# "Canadian Army should take 2 yr Hiatus"



## sgtdixon (13 Nov 2002)

this is from  http://www2.alberta.com/news/fs.cfm?source_id=CP&id=1216833 

Two-year hiatus urged 
Senators: bring Forces back home, do complete overhaul 



full image
Canadian troops land on Towr Ghar in Tora Bora last May. (CP Archive/Stephen Thorne)--> 
OTTAWA (CP) - Canada should recall all its military forces from overseas duty within six months and then place a two-year moratorium on deployments while it overhauls defence capabilities, says a Senate committee report. 
The federal government should also budget an additional $4 billion a year for military expenditures, raising per capita defence spending by $130 to $525 per Canadian, the Senate defence committee said Tuesday. The figure is a quarter of what each American spends on defence and a third of what Britons spend, said the report. It would bump Canada up one notch on the NATO spending ladder, to 12th of 18 - just ahead of Portugal - and bring Canada‘s annual defence budget to $15.8 billion. 

Please see below for: 

How the Senate says the new money should be spent 

Canadian military deployments worldwide as of Sept. 4, 2002 

The report equated bringing Canadian troops home to a "strategic retreat," saying money alone won‘t solve problems in the Canadian Forces such as personnel shortages, training inadequacies and equipment needs. 

"The military now needs time almost as much as it needs money to revitalize itself for its obligations," said the 163-page report, entitled For an Extra 130 Bucks. 

"It needs a respite from its manifold overseas responsibilities, giving it time to recruit, time to train, time to re-equip itself, time to rethink its optimal role in the modern theatre of warfare." 

This should even preclude Canada‘s participation in any Iraq war, suggested the committee, which also urged expansion of military force to 75,000 from 52,000 after visiting 15 bases during the summer. 

The recommendation to recall the troops did not sit well with the Canadian Alliance, and the Conference of Defence Associations, a military think- tank. 

"It‘s very naive and irresponsible," said Alliance defence critic Leon Benoit. "We‘ve made commitments to NATO, to Norad, to other overseas operations and you can‘t just cancel them because the military is stretched." 

Alliance Leader Stephen Harper acknowledged Canada‘s military is spread thin but said recalling the troops is "an unacceptable option." 

"It would weaken us internationally and to suggest that the day after Remembrance Day . . . is kind of a cruel irony," said Harper. 

Retired colonel Alain Pellerin, head of the 70-year-old defence group, said the remedy is not realistic. 

"The world will not stop turning because Canada has a serious problem with its Armed Forces," said Pellerin, adding a break wouldn‘t solve all the problems. "Our allies will still expect us . . . to share responsibilities. 

"To pull out of the Balkans and not be involved in the Gulf, maybe in Iraq, will show Canada is not a serious country that cannot provide even minimal commitment abroad." 

Both backed the call for more money and more troops. 

Defence Minister John McCallum, who spent Remembrance Day with Canadian troops in Bosnia, has acknowledged the need for more money in the face of a $100-million to $200-million budgetary shortfall this year.

Data excerpt
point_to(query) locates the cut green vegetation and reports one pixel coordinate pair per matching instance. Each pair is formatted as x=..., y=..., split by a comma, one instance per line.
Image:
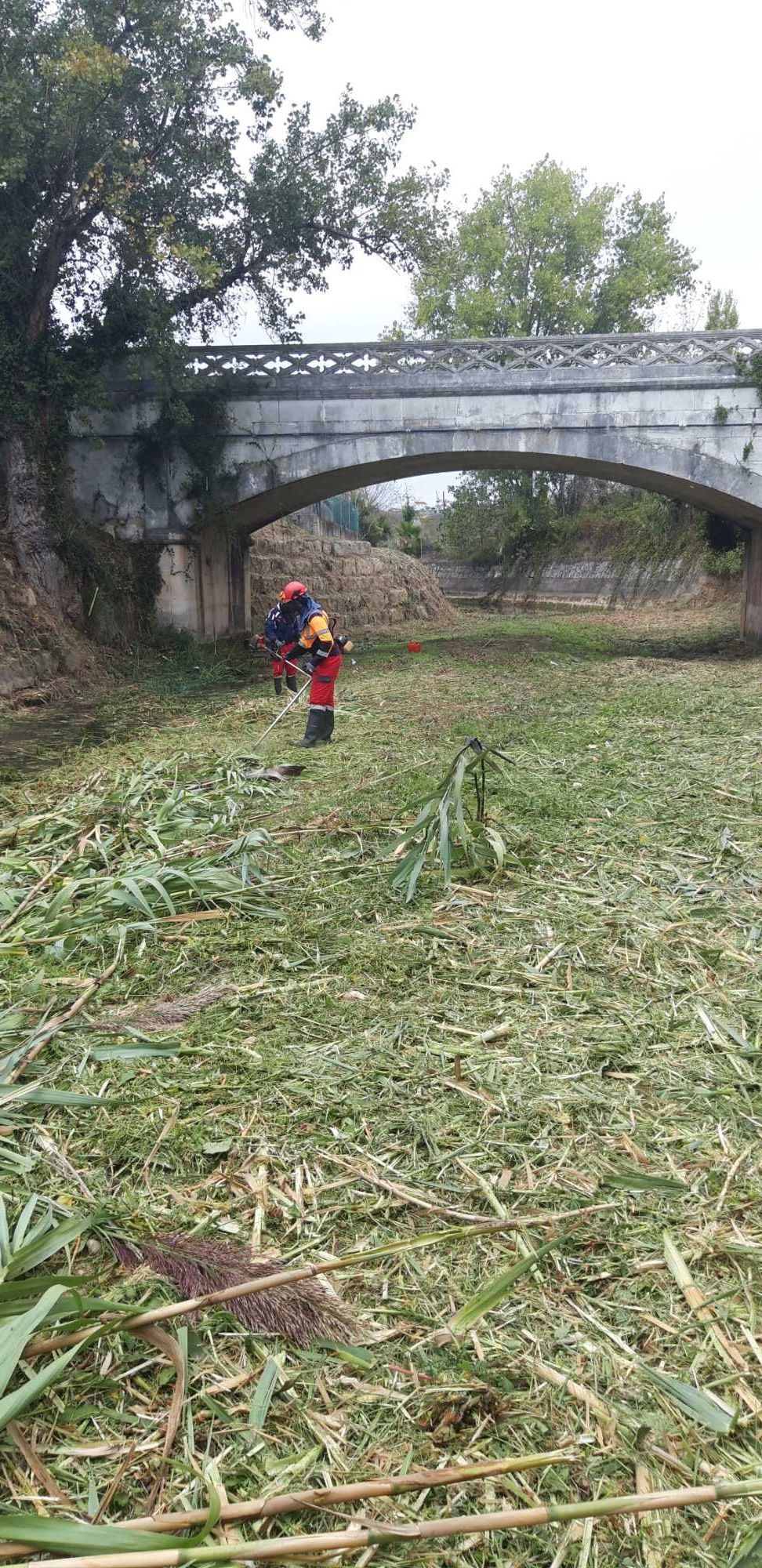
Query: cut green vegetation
x=531, y=1095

Goal
Reproduce word for word the passage of the Senate report thread from "This should even" to "during the summer.". The material comes from a source unrelated to the Senate report thread.

The response
This should even preclude Canada‘s participation in any Iraq war, suggested the committee, which also urged expansion of military force to 75,000 from 52,000 after visiting 15 bases during the summer.